I ran out of time for this one but I do have thought solutions. 

similar subquery as part 2a, I don't know how to do the format of "X out of Y" but I did know how to do the column expression. I was also making this a little harder by trying ot get the ratio of computers that had the latest software. I now realize it was asking for installed programs regardless of program version. 

<font size='5'>3a. Report which admin computers have logins on or later than May 2023, have **Python** installed on their computers and whose IP addresses are not in the IP whitelist table. Be sure to include the computer name, IP address and login timestamp; order the results by most recent date and computer name.</font>

Ran out of Time to solve this to my standards but here's my thought process: 

this is a 4 join query, I would probably use a query with combination of CTEs becuase it makes it easier to read as a developer, and also easy enough to follow as a business user. so it would be a 3 CTE + Outermost Query to complete this one with the appropriate fields and filters. I would filter the IP addresses in the CTE for IP whitelist, but leave the other 2 filters at the end since the tables are bigger.

*Data lines:*
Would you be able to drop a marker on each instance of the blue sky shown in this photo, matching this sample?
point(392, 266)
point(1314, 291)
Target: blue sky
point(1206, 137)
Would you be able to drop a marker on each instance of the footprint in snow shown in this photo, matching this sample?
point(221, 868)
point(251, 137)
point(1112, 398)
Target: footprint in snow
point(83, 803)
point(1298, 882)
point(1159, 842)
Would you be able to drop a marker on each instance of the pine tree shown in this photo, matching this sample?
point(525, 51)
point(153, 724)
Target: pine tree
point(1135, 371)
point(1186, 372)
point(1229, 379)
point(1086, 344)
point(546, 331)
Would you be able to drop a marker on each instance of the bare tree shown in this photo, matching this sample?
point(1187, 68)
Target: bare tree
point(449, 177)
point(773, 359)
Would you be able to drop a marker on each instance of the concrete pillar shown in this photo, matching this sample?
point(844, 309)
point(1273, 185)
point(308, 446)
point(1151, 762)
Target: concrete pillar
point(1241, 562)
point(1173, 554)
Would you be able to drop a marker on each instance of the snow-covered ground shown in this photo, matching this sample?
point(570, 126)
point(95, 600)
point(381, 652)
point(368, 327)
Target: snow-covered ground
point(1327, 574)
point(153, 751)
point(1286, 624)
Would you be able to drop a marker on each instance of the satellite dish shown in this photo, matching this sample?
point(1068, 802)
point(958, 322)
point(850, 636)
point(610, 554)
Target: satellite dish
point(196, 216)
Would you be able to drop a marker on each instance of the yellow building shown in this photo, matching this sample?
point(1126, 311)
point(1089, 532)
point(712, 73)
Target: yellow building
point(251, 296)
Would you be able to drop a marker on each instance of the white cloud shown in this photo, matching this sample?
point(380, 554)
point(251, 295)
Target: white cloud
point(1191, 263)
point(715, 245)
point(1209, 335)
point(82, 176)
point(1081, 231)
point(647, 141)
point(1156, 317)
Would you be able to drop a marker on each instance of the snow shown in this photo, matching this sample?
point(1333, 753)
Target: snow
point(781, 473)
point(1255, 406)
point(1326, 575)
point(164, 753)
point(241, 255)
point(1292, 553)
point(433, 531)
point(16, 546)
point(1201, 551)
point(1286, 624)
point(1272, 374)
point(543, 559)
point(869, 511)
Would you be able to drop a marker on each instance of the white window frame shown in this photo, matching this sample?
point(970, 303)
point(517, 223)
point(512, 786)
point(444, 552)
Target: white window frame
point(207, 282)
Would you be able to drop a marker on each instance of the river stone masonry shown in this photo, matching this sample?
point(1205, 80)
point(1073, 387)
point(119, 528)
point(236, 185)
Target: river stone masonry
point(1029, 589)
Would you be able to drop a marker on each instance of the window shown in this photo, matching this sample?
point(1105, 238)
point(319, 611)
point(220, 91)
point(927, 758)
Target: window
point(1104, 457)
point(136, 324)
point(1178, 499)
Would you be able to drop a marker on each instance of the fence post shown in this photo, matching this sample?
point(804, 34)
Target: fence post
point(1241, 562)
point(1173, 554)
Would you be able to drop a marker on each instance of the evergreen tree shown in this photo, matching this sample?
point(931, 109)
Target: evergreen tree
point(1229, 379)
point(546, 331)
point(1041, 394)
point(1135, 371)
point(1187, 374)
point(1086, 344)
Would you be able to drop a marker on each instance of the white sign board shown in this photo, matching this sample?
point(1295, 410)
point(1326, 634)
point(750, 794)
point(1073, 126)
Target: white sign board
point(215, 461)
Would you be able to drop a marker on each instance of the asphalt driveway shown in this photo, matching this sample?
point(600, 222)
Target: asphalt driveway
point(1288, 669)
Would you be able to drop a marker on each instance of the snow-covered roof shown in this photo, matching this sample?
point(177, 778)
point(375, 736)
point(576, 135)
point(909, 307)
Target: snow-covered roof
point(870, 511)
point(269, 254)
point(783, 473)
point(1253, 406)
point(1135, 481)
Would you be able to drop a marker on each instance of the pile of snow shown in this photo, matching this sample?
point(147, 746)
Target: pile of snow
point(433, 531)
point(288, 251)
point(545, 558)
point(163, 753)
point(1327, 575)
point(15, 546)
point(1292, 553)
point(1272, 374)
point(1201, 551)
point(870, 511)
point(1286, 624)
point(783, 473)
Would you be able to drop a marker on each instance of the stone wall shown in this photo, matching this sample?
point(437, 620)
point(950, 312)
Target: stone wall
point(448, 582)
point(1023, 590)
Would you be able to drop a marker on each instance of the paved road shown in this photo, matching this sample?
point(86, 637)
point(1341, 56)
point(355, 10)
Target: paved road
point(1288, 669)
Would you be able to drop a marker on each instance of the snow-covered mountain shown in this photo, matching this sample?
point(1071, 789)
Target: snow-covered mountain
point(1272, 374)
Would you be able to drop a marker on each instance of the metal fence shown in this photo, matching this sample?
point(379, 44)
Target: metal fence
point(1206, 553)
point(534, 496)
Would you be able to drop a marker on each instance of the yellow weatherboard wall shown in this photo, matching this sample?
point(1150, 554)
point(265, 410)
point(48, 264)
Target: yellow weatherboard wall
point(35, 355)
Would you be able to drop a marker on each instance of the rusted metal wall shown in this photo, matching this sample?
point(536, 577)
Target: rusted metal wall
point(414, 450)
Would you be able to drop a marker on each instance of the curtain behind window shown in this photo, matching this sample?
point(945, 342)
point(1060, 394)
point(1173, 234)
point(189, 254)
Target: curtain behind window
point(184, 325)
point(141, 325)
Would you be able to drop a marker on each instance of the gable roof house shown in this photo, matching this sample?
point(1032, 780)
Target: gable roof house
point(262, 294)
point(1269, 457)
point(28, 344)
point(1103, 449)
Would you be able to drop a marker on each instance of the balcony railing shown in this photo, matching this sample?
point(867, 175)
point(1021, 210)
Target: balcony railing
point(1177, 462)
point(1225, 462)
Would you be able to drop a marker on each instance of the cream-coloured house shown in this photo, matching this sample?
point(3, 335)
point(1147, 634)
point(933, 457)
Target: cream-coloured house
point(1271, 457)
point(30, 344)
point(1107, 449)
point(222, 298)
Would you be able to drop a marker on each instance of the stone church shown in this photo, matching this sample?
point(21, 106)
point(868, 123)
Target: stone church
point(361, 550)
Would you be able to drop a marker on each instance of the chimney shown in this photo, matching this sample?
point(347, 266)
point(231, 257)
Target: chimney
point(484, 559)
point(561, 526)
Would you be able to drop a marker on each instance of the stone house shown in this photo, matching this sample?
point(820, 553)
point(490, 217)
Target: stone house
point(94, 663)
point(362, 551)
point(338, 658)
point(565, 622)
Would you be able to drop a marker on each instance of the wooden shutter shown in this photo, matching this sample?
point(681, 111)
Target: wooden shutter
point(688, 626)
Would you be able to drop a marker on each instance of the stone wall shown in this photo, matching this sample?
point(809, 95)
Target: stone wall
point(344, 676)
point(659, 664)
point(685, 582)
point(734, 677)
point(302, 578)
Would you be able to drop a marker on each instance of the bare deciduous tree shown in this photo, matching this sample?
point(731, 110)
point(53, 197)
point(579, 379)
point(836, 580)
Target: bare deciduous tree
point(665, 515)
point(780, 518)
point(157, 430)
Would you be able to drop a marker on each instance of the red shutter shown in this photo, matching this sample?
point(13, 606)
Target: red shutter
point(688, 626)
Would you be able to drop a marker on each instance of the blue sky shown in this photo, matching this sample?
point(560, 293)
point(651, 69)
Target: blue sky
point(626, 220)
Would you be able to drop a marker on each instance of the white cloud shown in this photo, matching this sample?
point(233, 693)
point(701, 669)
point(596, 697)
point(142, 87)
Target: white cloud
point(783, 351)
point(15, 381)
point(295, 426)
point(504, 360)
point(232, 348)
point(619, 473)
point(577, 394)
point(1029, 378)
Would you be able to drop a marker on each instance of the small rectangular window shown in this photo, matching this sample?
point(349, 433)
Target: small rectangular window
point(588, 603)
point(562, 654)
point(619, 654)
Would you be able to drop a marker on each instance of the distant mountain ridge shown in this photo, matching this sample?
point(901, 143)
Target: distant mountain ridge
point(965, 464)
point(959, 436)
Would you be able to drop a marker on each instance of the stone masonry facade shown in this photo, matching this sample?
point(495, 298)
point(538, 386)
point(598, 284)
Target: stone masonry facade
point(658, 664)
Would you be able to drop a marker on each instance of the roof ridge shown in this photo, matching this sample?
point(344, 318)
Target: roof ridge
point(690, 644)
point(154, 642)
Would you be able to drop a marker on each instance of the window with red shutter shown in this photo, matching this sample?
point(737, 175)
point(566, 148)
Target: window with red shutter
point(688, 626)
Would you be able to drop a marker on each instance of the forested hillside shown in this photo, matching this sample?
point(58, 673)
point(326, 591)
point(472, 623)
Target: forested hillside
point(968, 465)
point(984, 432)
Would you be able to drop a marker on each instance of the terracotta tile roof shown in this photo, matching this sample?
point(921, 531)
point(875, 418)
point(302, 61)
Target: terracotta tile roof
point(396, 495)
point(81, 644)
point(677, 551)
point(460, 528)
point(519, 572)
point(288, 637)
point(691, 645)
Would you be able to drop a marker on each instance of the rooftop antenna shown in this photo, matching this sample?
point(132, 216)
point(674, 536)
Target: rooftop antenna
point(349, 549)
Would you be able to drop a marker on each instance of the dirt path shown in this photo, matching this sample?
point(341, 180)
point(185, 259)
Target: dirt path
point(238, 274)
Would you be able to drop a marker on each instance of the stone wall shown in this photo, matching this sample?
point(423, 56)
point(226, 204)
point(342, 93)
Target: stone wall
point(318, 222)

*Short problem:* Could you reproduce the SQL solution notes word for word, from start to finish?

*Completed task:*
I ran out of time for this one but I do have thought solutions. 

similar subquery as part 2a, I don't know how to do the format of "X out of Y" but I did know how to do the column expression. I was also making this a little harder by trying ot get the ratio of computers that had the latest software. I now realize it was asking for installed programs regardless of program version. 

<font size='5'>3a. Report which admin computers have logins on or later than May 2023, have **Python** installed on their computers and whose IP addresses are not in the IP whitelist table. Be sure to include the computer name, IP address and login timestamp; order the results by most recent date and computer name.</font>

Ran out of Time to solve this to my standards but here's my thought process: 

this is a 4 join query, I would probably use a query with combination of CTEs becuase it makes it easier to read as a developer, and also easy enough to follow as a business user. so it would be a 3 CTE + Outermost Query to complete this one with the appropriate fields and filters. I would filter the IP addresses in the CTE for IP whitelist, but leave the other 2 filters at the end since the tables are bigger.